Extracted text:
◇ ◇ ◇
Pierce County v. Desart

515 P.2d 550 | Wash. Ct. App. | 1973

9 Wash. App. 760 (1973)
515 P.2d 550

PIERCE COUNTY, Respondent, LEO L. WINGARD, Appellant,
v.
IVAN DESART et al., Defendants.

No. 864-2.

The Court of Appeals of Washington, Division Two.

October 4, 1973.

Leo L. Wingard, pro se.

Ronald L. Hendry, Prosecuting Attorney, and Michael B. Hansen, Deputy, for respondent.

*761 PEARSON, C.J.

Plaintiff Leo L. Wingard appeals from the trial court's order denying his motion to cancel a tax sale of certain real property in Pierce County. The primary issue presented is whether the proper statutory tax foreclosure procedures were followed by the Pierce County Treasurer.
◇ ◇ ◇
Data:
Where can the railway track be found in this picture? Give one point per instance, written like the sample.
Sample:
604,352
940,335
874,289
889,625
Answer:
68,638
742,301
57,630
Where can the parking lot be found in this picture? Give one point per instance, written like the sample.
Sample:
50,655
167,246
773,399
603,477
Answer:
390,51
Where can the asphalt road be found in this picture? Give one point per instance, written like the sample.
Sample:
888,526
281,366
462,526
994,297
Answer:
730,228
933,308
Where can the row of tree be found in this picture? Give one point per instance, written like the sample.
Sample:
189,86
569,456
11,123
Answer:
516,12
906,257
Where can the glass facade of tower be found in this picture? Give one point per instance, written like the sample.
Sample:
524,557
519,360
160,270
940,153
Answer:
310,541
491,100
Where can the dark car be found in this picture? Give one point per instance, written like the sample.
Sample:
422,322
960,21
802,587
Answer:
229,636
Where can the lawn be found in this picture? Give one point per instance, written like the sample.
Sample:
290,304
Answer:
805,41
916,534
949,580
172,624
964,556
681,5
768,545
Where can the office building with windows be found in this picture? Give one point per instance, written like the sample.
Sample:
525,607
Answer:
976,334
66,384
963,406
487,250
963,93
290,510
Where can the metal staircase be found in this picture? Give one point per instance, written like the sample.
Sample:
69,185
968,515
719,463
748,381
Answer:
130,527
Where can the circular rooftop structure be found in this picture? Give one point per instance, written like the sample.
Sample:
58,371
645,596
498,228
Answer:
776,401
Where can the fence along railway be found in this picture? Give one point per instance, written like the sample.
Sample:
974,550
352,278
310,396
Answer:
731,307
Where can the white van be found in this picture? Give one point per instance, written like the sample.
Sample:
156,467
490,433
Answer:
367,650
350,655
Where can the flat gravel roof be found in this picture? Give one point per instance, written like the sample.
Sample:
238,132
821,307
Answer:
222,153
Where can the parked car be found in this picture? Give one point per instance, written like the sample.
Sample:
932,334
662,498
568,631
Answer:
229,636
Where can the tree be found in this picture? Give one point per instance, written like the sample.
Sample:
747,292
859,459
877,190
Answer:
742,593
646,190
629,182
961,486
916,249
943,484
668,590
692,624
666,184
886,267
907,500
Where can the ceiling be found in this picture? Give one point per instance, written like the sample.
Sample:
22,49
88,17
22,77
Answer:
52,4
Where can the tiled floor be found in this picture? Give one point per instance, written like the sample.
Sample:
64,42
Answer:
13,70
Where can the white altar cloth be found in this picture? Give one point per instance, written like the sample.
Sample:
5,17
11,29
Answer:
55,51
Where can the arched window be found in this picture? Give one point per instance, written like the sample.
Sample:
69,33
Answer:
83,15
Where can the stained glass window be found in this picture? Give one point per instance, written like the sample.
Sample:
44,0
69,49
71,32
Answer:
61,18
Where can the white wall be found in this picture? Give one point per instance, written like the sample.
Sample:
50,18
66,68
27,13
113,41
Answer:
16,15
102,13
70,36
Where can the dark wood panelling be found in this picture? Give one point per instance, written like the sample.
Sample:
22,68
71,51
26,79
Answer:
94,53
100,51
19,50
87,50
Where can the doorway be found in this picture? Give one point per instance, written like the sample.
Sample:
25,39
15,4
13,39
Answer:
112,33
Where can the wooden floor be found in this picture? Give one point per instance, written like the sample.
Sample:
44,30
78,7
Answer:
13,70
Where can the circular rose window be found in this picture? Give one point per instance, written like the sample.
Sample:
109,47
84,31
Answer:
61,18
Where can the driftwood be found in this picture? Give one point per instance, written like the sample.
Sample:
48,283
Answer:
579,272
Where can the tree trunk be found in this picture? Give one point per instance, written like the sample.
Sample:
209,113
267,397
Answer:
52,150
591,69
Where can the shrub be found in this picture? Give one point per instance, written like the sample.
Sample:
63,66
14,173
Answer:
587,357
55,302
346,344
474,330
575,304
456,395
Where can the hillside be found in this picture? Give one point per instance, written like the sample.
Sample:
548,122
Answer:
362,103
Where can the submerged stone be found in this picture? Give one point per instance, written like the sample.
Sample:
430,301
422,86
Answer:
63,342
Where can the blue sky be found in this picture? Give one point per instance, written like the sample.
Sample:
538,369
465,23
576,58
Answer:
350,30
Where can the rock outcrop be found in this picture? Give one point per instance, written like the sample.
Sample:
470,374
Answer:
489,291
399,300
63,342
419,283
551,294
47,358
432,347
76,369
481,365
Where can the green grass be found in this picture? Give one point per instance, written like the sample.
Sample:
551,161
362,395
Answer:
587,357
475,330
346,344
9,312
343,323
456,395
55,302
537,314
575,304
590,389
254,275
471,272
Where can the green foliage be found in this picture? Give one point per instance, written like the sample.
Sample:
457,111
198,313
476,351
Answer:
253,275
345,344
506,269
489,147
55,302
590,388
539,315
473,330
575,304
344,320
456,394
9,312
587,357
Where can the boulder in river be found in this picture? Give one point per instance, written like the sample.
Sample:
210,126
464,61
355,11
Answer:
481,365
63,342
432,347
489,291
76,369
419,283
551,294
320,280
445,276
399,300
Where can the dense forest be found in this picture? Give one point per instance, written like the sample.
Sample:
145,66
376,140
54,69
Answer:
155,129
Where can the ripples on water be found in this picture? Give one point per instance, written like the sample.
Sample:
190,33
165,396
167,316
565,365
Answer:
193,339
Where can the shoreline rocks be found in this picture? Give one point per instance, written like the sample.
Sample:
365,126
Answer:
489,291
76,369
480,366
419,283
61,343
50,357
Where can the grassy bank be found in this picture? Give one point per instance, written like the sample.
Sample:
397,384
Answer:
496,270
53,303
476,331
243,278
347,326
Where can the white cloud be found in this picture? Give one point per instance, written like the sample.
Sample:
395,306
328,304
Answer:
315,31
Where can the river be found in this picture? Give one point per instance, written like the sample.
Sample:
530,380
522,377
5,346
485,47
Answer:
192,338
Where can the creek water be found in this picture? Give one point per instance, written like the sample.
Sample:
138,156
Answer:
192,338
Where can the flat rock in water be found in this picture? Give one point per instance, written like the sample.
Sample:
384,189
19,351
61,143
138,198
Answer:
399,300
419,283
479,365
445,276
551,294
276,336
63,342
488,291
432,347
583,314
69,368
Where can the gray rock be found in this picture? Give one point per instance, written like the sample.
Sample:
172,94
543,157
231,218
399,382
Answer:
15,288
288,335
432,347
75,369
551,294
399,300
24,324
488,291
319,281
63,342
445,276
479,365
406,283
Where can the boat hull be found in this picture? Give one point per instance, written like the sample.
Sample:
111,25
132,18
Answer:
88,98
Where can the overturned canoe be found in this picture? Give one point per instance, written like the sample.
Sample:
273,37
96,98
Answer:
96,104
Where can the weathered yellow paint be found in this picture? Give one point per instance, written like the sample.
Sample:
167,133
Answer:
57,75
◇ ◇ ◇
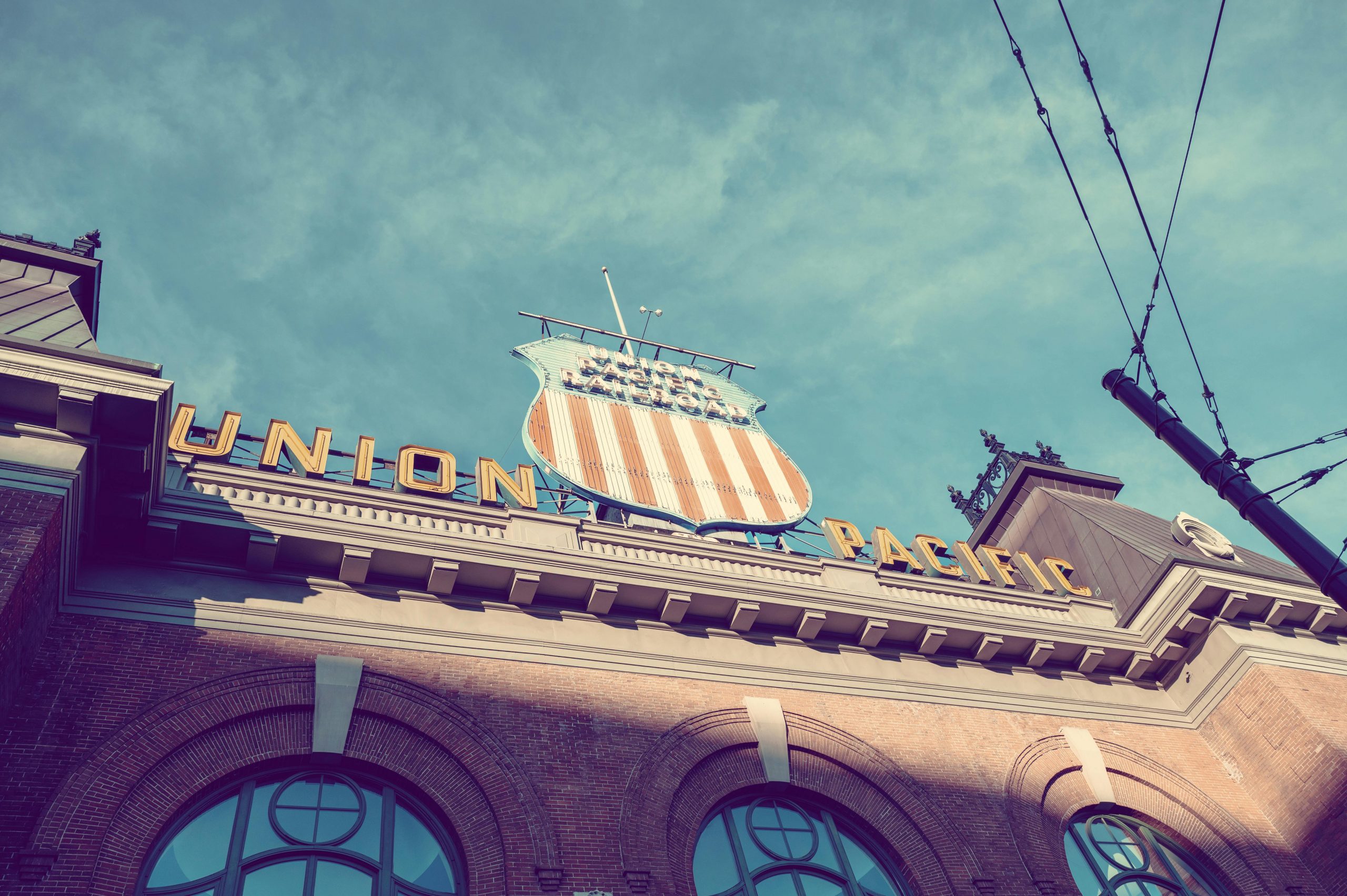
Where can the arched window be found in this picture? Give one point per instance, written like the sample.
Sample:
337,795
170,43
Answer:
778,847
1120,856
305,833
◇ ◇ ◇
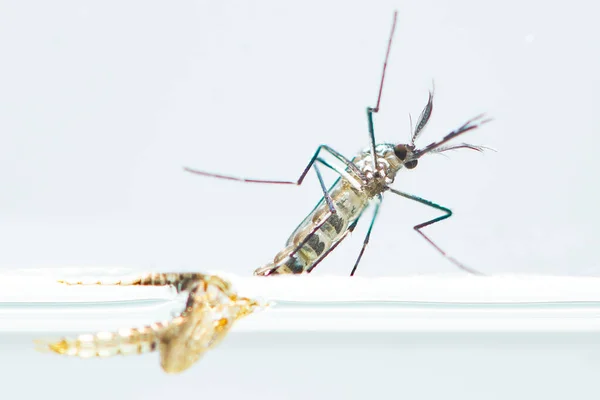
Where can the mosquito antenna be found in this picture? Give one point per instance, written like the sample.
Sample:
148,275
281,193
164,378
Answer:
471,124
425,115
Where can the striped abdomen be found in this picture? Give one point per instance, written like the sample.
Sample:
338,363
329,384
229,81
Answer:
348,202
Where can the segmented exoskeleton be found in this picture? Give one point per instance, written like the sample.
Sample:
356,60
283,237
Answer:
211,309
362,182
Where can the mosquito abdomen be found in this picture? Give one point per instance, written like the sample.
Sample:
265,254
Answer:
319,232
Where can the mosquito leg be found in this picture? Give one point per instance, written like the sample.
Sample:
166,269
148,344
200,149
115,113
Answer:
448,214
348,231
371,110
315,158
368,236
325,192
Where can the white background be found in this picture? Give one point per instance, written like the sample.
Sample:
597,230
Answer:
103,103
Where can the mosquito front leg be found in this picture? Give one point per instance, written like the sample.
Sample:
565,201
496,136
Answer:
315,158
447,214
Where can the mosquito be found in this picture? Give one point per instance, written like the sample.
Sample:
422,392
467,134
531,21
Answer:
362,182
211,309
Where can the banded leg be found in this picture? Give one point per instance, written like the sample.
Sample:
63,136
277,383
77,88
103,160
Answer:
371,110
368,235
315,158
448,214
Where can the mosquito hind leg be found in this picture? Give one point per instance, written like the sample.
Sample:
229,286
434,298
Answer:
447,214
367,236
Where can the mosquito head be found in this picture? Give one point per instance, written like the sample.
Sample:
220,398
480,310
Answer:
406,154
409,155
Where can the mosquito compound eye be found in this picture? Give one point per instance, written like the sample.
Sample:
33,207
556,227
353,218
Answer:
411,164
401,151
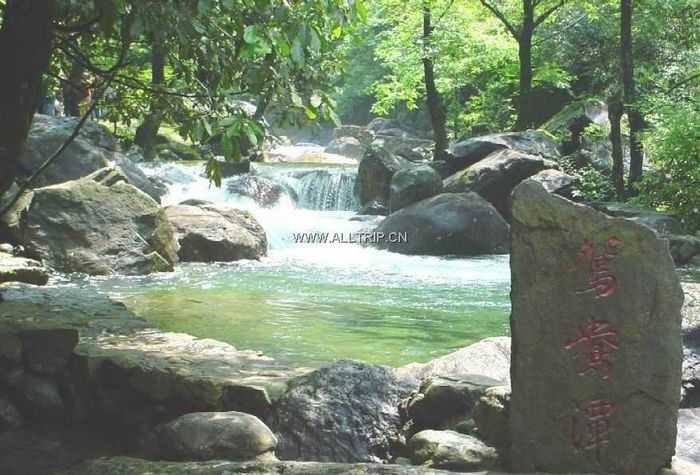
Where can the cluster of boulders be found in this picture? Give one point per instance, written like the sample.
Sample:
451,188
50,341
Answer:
◇ ◇ ◇
Request A: In the Pierce County v. Desart opinion, who was the prosecuting attorney for the respondent?
Request B: Write a continuation of the Pierce County v. Desart opinion, picking up after its final sentence.

Written answer A: Ronald L. Hendry

Written answer B:
The sale was conducted pursuant to a judgment and order of the trial court affirmed by this court in a previous appeal of the case. See Pierce County v. Wingard, 5 Wash. App. 568, 490 P.2d 129 (1971).[1]

RCW 84.64.080 provides, in part:

The county treasurer shall immediately after receiving the order and judgment of the court proceed to sell the property as provided in this chapter to the highest and best bidder for cash. All sales shall be made at such place on county property as the board of county commissioners may direct on Friday between the hours of 9 o'clock in the morning and 4 o'clock in the afternoon, and shall continue from day to day (Saturdays and Sundays excepted) during the same hours until all lots or tracts are sold, after first giving notice of the time, and place where such sale is to take place for ten days successively by posting notice thereof in three public places in the county, one of which shall be in the office of said treasurer.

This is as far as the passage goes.